____ Extract provided

A group of University of Hawaii researchers has discovered a tiny Hawaiian moth is one of the islands’ oldest insects — at 15 million years old — an insight that helps show the barren Northwest Hawaiian Islands once brimmed with biological diversity.
"The Northwest Hawaiian Islands, which we now think of as these remote atolls and archipelagos, used to be as big as some of the main islands that we have now and they must have supported a huge diversity of organisms," said William Haines, one of three UH researchers who published an article on their findings last month in the online science journal Nature Communications.
"These moths are some of the ones that were able to survive the bottleneck when those islands sank into the sea," said Haines, who has a doctorate in entomology. "These things were able to make the jump onto the main islands when they arose."
The moth genus Hyposmocoma has more than 400 species in Hawaii, but only nine basic types that evolved before the main Hawaiian Islands were formed, the article says. The basic types provide evidence for the "environmental conditions and a reflection of habitats" on past high islands.
Haines said his group used a complex molecular dating technique, which looks at genetic mutations that occur at a clocklike rate, to determine when two species diverged. Working backward, the researchers calculated how long the moth has been in the islands.
Researchers can also tell the order in which mutations occurred in diverging species and use that data to get a glimpse of what their ecosystems were like, he said.
Haines estimates the moth arrived in Hawaii about 15 million years ago, alighting on Gardner Pinnacles, the largest target in the island chain at the time — at about 13,000 feet in elevation and matching Hawaii island in size. Today, only two barren rock outposts remain of the island.
About the time of the moth’s emergence, several now-vanished volcanoes in the Northwestern Hawaiian Islands were more than 3,280 feet above sea level, close to Oahu’s 4,000-foot elevation, the article says.
According to the article, the distance between Kauai and the older northwestern islands may have halted the spread of other ancient species to the younger islands. In addition, previous studies suggested that most native plants and animals in Hawaii are younger than Kauai, which formed about 5 million years ago.
Haines suspects the moth, whose wingspan averages less than 1 centimeter, was carried in the wind to Kauai.
On the bleak northwestern islands today, the moths surviving there are of the lichen-grazing groups. Researchers, however, believe the forest-dwelling Hyposmocoma species — such as those whose caterpillars feed on tree snails — developed in forests that once existed on islands in the northwest.
"We can show that the Northwestern Hawaiian Islands once supported a very diverse fauna and some of these groups depended on things like forests and streams," Haines said. "It just points out that these islands weren’t always so barren."
The Pacific plate carries the Hawaiian archipelago to the northwest at about 2 inches per year. The islands eventually erode and sink beneath the waves, often becoming flat-topped seamounts called guyots.
Beyond the Northwest Hawaiian Islands, the Emperor Seamounts extend almost all the way to Russia, representing 82 million years of tectonic history.

________
____ Material provided

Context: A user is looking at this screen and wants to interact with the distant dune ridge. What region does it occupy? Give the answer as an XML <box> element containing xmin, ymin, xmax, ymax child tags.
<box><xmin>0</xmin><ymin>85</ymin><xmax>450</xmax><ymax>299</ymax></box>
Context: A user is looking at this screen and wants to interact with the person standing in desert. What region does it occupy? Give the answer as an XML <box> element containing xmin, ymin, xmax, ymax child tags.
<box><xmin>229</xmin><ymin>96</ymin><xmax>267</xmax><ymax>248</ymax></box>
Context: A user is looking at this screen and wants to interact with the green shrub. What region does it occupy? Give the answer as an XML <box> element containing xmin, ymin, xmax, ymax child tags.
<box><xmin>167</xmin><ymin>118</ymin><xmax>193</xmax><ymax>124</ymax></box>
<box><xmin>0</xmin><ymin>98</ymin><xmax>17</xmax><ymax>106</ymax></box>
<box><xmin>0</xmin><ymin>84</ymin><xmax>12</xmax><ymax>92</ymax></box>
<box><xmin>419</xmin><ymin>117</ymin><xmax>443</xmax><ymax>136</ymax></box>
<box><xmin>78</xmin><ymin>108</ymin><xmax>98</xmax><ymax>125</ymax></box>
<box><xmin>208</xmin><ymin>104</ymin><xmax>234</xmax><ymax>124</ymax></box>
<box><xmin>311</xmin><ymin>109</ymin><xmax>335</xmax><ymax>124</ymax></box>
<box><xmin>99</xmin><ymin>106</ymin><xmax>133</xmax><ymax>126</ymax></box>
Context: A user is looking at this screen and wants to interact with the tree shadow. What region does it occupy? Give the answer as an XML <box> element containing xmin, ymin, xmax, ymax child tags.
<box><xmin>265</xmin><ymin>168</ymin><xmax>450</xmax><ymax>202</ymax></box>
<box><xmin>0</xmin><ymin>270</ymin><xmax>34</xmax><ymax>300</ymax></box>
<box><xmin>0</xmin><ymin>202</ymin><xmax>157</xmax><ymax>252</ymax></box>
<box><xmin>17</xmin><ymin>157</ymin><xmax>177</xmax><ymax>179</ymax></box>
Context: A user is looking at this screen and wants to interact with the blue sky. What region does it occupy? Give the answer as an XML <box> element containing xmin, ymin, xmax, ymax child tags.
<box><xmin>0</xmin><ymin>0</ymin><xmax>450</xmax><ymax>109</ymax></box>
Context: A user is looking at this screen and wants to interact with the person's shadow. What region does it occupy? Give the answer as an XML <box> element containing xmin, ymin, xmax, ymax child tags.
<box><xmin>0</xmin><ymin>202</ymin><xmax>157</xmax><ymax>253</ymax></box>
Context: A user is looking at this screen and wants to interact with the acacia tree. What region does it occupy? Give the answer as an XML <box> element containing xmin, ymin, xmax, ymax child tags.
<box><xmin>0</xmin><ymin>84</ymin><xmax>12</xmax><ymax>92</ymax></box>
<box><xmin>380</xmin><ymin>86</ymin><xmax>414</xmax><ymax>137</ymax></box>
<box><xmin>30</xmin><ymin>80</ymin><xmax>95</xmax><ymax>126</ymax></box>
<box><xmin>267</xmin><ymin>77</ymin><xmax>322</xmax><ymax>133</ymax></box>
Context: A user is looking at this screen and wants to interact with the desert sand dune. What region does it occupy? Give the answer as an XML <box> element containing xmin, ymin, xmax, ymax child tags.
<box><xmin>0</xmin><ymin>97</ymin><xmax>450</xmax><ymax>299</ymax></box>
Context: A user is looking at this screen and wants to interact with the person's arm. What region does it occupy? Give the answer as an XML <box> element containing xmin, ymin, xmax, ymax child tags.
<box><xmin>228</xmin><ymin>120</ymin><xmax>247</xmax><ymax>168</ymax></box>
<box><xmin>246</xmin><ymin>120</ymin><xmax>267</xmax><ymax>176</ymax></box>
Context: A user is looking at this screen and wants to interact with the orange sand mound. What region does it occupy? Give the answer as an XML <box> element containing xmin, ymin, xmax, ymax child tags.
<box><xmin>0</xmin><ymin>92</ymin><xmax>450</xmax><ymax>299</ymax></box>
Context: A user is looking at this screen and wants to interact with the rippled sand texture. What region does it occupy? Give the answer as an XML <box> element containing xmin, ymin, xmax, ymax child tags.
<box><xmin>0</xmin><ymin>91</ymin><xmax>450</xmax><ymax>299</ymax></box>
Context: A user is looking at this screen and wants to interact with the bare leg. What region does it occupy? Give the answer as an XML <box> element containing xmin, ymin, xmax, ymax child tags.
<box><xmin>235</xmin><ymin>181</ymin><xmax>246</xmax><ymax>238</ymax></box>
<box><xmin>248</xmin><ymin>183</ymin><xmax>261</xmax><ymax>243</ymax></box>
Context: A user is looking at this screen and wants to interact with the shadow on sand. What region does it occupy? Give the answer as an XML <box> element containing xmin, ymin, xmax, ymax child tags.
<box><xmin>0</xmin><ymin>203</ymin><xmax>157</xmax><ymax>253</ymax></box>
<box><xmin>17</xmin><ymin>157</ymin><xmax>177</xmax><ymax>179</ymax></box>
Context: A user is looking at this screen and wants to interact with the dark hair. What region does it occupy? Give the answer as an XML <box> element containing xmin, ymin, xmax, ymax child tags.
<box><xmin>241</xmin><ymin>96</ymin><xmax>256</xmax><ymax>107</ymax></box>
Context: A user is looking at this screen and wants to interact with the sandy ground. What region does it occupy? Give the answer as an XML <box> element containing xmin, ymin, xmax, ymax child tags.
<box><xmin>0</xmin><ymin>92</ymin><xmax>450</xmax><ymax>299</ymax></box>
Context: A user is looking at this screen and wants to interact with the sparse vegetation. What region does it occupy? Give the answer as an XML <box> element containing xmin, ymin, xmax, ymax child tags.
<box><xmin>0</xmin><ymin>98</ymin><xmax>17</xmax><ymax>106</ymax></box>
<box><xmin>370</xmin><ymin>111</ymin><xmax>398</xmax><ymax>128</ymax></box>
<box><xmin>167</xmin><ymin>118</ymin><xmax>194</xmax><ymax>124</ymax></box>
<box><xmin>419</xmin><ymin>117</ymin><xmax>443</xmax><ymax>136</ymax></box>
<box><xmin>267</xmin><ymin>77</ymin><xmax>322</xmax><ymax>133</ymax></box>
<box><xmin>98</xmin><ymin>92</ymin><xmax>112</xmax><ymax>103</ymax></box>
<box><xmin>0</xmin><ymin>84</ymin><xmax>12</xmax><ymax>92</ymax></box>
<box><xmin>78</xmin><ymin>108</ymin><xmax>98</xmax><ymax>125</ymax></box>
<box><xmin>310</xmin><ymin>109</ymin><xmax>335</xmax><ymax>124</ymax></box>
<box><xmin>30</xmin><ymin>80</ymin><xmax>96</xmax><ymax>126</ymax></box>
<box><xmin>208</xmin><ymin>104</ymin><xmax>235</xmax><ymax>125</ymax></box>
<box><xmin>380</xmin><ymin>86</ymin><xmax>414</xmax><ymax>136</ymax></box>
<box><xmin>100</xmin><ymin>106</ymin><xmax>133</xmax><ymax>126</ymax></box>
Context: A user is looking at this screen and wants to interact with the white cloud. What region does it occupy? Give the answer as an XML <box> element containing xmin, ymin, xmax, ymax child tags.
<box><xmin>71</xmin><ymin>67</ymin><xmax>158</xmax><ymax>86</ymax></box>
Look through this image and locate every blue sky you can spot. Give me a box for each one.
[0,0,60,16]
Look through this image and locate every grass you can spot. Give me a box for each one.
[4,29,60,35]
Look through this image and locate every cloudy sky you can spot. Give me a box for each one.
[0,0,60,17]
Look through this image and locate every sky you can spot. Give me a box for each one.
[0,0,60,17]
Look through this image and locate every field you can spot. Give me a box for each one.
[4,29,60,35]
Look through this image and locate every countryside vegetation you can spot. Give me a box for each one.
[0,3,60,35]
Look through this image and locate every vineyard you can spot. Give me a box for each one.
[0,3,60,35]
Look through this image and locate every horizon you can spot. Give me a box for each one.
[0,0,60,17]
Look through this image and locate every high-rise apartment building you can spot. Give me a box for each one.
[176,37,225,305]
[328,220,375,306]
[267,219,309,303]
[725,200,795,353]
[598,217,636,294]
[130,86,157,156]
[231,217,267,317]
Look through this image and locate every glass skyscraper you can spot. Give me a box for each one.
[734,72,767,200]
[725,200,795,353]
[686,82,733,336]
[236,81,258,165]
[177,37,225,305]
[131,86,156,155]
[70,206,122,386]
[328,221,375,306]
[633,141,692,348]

________
____ Material provided

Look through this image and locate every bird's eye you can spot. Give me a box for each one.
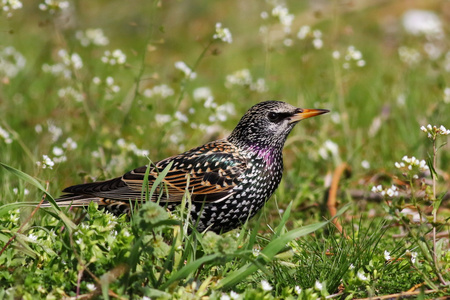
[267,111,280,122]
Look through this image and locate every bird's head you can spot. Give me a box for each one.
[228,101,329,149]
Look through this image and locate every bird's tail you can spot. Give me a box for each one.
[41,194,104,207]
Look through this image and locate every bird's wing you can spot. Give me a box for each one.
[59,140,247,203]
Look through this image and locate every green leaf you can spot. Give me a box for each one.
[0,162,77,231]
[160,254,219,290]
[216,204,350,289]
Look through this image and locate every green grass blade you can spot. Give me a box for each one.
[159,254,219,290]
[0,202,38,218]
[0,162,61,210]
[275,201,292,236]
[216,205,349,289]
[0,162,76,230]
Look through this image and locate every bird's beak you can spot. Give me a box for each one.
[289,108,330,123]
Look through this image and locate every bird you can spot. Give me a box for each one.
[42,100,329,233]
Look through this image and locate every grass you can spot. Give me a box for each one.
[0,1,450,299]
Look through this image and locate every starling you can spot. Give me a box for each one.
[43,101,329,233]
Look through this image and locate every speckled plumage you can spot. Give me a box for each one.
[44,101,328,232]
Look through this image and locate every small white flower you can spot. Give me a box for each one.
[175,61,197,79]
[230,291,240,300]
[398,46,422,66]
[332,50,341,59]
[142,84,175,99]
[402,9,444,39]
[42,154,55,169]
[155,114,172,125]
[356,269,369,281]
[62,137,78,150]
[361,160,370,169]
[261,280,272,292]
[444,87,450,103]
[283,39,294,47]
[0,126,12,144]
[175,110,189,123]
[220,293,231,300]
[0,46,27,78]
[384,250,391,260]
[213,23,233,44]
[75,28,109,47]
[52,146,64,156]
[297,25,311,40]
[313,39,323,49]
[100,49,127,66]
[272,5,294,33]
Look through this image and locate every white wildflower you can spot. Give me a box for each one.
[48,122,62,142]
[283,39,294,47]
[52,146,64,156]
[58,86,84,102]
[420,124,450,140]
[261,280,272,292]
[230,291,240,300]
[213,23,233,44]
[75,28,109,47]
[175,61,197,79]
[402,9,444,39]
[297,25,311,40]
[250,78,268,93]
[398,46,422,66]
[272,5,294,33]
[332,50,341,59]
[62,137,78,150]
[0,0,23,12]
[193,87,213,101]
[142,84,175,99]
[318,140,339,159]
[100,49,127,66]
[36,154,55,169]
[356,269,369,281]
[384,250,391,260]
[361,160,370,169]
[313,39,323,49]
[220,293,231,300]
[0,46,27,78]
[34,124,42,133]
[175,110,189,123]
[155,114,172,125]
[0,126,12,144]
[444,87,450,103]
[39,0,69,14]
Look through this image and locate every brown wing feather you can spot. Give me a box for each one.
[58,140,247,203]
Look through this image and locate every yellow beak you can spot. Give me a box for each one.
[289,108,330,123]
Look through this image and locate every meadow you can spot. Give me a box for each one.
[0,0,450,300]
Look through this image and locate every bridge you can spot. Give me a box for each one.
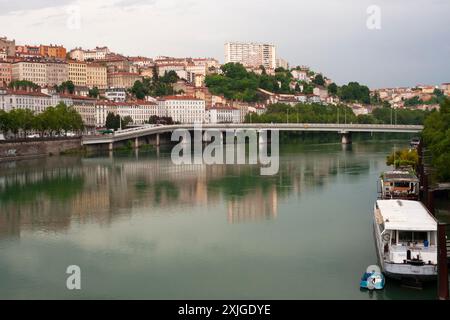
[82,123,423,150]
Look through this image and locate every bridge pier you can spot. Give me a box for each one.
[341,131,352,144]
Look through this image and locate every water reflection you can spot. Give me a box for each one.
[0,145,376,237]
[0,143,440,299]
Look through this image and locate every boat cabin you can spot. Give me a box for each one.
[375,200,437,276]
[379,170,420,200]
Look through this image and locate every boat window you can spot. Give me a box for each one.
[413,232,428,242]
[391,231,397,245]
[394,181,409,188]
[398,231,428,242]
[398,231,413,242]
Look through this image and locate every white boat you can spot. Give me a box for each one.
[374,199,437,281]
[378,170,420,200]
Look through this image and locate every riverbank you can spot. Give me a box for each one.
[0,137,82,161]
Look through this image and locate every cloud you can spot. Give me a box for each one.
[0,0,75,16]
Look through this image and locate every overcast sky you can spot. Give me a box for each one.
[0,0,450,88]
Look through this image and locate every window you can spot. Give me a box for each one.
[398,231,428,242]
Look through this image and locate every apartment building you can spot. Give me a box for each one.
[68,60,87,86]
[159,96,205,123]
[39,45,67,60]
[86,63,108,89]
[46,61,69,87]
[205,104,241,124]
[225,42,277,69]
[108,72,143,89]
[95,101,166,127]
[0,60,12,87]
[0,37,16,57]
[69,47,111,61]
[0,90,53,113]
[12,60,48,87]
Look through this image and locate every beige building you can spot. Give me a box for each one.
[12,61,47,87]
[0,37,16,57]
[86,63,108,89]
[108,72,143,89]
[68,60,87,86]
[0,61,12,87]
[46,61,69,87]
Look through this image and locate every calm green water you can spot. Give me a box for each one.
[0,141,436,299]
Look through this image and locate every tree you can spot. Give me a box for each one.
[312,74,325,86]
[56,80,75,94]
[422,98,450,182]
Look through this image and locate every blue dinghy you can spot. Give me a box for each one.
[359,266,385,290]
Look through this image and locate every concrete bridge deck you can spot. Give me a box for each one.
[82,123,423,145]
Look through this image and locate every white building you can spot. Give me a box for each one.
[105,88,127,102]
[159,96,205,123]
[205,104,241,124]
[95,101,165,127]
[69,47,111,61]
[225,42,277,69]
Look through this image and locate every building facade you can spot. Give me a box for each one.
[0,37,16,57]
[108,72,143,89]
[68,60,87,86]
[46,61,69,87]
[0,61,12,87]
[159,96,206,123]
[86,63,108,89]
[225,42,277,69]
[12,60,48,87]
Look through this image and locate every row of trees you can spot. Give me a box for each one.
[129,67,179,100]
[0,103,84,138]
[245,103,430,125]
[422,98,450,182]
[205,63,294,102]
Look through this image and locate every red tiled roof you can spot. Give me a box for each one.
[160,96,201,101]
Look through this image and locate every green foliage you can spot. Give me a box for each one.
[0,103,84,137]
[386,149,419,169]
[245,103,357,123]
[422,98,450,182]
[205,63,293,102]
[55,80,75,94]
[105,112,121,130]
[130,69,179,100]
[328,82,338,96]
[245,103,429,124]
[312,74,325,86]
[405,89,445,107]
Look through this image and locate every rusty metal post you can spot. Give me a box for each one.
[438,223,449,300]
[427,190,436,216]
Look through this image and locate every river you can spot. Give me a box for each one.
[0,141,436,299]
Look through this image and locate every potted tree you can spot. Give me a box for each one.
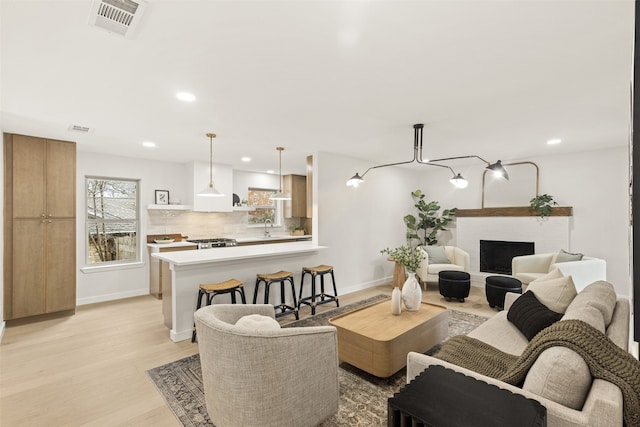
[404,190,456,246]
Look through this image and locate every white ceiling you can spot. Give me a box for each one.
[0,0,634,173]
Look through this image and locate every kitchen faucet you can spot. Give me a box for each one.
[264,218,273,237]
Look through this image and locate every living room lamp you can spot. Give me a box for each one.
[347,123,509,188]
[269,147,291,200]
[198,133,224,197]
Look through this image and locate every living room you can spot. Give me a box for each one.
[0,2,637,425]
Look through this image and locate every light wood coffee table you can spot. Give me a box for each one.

________
____ Material provided

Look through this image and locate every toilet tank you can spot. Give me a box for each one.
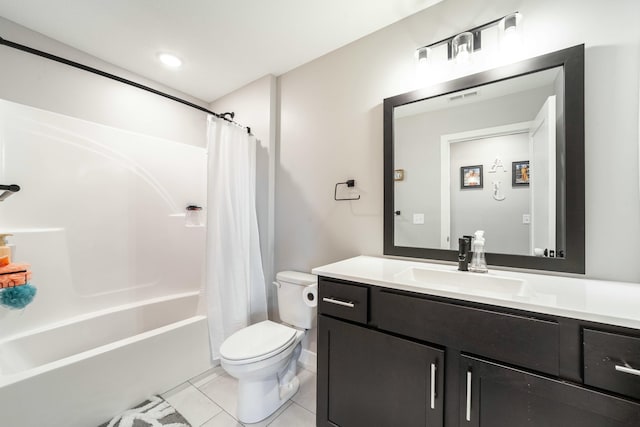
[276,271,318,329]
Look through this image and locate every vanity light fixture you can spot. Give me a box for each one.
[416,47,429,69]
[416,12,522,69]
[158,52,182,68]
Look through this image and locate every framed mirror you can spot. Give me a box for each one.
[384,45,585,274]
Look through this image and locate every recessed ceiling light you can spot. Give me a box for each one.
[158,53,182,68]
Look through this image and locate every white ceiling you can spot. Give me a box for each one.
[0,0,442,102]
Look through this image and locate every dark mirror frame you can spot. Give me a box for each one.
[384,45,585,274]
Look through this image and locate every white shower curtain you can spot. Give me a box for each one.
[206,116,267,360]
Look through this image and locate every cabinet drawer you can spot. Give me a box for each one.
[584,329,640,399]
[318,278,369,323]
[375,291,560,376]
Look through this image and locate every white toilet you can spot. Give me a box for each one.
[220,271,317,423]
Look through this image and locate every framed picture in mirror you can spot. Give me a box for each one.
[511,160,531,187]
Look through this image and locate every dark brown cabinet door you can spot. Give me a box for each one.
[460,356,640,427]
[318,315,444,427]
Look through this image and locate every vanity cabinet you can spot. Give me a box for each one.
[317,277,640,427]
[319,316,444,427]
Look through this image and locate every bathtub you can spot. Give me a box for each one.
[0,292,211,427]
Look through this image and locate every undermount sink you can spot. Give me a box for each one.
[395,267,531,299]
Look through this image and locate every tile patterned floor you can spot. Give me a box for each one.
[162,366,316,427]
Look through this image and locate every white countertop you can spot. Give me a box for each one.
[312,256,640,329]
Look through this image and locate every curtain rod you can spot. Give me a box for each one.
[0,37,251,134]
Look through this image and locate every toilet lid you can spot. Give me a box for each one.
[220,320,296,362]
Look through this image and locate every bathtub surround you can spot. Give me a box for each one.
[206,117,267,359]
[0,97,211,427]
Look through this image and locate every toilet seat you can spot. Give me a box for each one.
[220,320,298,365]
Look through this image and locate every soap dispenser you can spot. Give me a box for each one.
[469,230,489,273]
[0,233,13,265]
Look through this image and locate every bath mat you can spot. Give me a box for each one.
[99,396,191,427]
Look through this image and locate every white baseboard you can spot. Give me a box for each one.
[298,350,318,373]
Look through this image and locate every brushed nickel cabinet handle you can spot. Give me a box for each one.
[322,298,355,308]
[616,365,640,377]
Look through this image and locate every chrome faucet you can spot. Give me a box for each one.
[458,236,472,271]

________

| Your task |
Using the article about the Hawaiian moth, say whether each statement agrees with it, answering yes or no and quoting the deciding words. 1. The moth is thought to have first landed on Gardner Pinnacles. 2. The genus Hyposmocoma has fewer than 400 species in Hawaii. 3. Kauai formed about 15 million years ago.

| Task answer |
1. Yes: "alighting on Gardner Pinnacles"
2. No: "has more than 400 species in Hawaii"
3. No: "Kauai, which formed about 5 million years ago"